─── Document passage

American bureaucrat and academic (1867–1944)

Winthrop More Daniels (September 30, 1867 – January 3, 1944) was an American government official and university professor. A friend and onetime assistant of then-Professor Woodrow Wilson, President Wilson appointed Daniels, then a member of the New Jersey Board of Public Utilities to the Interstate Commerce Commission in 1914, and stood by him through a bitter confirmation battle in the Senate. He was a longtime professor at Princeton University, where he was an assistant to Wilson before becoming a fellow professor, and at Yale University.

==Early life==
He was born in Dayton, Ohio, the son of Mary and Edwin Daniels. He attended Princeton University where he secured his bachelor's degree in 1888 and his master's degree two years later. He studied at the University of Leipzig in 1890, and taught for a year as an instructor at Wesleyan University from 1891–92.

==New Jersey==
In 1892, Daniels was appointed as assistant professor of political economy, and three years later became a full professor, a post he kept until he entered government service in 1911. He married Joan Robertson in 1898; the two had a son, Robertson Balfour Daniels. A friend of Wilson's, Daniels joined with Wilson in training the Princeton debaters for their championship matches against Harvard University and Yale University.

On May 1, 1911, Daniels became a member of the New Jersey Board of Public Utilities, replacing Frank H. Sommer of Newark, New Jersey. While on the Commission, Daniels authored a rate case opinion involving the Passaic Gas Company, in which he added intangible value for goodwill to the physical value of the corporation. This was controversial, since regulated companies' rates were a percentage of their valuation.

──────
─── Information

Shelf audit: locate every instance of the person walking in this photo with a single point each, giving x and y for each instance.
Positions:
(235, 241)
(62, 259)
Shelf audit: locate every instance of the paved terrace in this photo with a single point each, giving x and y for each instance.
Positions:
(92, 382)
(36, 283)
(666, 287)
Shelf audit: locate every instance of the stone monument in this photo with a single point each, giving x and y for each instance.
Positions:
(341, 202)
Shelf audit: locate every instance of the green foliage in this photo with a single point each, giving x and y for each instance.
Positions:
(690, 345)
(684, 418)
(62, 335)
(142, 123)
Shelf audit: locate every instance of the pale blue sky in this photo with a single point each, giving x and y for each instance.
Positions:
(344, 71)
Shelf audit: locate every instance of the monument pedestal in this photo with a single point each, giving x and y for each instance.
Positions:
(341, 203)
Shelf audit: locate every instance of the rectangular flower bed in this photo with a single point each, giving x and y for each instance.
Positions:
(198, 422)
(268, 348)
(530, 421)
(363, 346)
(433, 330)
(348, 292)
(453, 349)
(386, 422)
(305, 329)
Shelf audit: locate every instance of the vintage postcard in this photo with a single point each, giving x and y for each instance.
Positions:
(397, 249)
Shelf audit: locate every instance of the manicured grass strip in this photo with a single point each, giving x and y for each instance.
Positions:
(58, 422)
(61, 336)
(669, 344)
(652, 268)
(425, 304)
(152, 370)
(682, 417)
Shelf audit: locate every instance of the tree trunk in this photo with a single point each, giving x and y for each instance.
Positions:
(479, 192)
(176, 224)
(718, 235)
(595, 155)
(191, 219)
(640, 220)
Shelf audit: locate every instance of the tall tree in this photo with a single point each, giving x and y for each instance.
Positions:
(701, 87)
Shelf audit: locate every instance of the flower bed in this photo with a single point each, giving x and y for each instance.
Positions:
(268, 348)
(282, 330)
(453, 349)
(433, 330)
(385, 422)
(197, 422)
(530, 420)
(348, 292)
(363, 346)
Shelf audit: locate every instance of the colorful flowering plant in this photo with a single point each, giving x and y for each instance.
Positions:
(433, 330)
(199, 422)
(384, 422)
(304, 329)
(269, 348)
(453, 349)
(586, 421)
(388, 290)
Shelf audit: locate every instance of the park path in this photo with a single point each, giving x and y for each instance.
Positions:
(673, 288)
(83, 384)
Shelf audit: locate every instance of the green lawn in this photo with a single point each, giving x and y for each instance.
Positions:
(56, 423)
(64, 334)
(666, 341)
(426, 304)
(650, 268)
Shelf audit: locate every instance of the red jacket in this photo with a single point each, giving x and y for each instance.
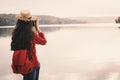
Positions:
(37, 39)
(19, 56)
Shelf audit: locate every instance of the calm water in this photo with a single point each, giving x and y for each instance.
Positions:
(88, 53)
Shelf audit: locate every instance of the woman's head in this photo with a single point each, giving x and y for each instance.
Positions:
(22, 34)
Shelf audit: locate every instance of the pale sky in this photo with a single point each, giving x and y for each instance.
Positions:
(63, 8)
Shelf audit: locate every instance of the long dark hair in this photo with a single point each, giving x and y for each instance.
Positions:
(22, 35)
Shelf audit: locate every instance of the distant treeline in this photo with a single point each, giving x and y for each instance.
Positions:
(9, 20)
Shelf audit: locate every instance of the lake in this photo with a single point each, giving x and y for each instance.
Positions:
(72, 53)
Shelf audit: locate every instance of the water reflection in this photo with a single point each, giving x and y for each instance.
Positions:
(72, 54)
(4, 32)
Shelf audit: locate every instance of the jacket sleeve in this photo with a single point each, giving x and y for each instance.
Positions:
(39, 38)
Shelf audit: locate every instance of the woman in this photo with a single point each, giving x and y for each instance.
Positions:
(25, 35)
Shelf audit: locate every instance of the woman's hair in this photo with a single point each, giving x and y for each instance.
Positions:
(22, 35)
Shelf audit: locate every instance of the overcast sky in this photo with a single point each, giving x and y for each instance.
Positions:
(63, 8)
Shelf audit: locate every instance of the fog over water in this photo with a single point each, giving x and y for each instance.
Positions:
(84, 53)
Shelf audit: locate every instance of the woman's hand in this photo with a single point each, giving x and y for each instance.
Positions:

──────

Activities:
a - Can you sum up the Winthrop More Daniels biography in two sentences?
b - Carry on the Winthrop More Daniels biography from its final sentence.
The rows were taken from a separate source and have no connection to the Winthrop More Daniels biography.

Per-task outputs:
a - Winthrop More Daniels, born in Dayton, Ohio, earned two degrees at Princeton and became a longtime professor there, where he was a friend and onetime assistant of Woodrow Wilson. He joined the New Jersey Board of Public Utilities in 1911, and President Wilson appointed him to the Interstate Commerce Commission in 1914, supporting him through a bitter Senate confirmation battle.

b -
==Interstate Commerce Commission==
On November 21, 1913, Interstate Commerce Commissioner John Hobart Marble died after an attack of acute indigestion. The death of Marble, who had been appointed to fulfill the unexpired term of Franklin Knight Lane after Lane was appointed Interior Secretary, together with the resignation of Charles A. Prouty left Wilson with two seats to fill. He chose Daniels and Henry Clay Hall.

While Hall had no difficulty being confirmed, because of the Passaic rate case, Daniels' nomination was bitterly opposed by progressives in the Senate led by Robert M. La Follette, Sr. and New Jersey Senator James Edgar Martine. Wilson refused to withdraw the nominations, stating that he would be personally responsible for Daniels' success as an ICC member. After a three-day battle, the Senate confirmed Daniels, with La Follette himself voting for confirmation. Daniels' confirmation, by a vote of 36 to 27 on April 3, 1914, came after some Democrats who had been inclined to oppose Daniels voted in favor rather than offend President Wilson by rejecting a personal friend of the President. The nomination had been believed to be in serious danger, with the Democrats "in despair" fearing a rejection by the Senate.

Wilson's renomination of Daniels in December 1916 set off a second bruising fight in the Senate, with the progressive wing of the Republican party opposing the nomination due to their belief that Daniels was a reactionary. Nonetheless, Daniels was reconfirmed for a full seven-year term on January 10, 1917, by a vote of 42 to 15.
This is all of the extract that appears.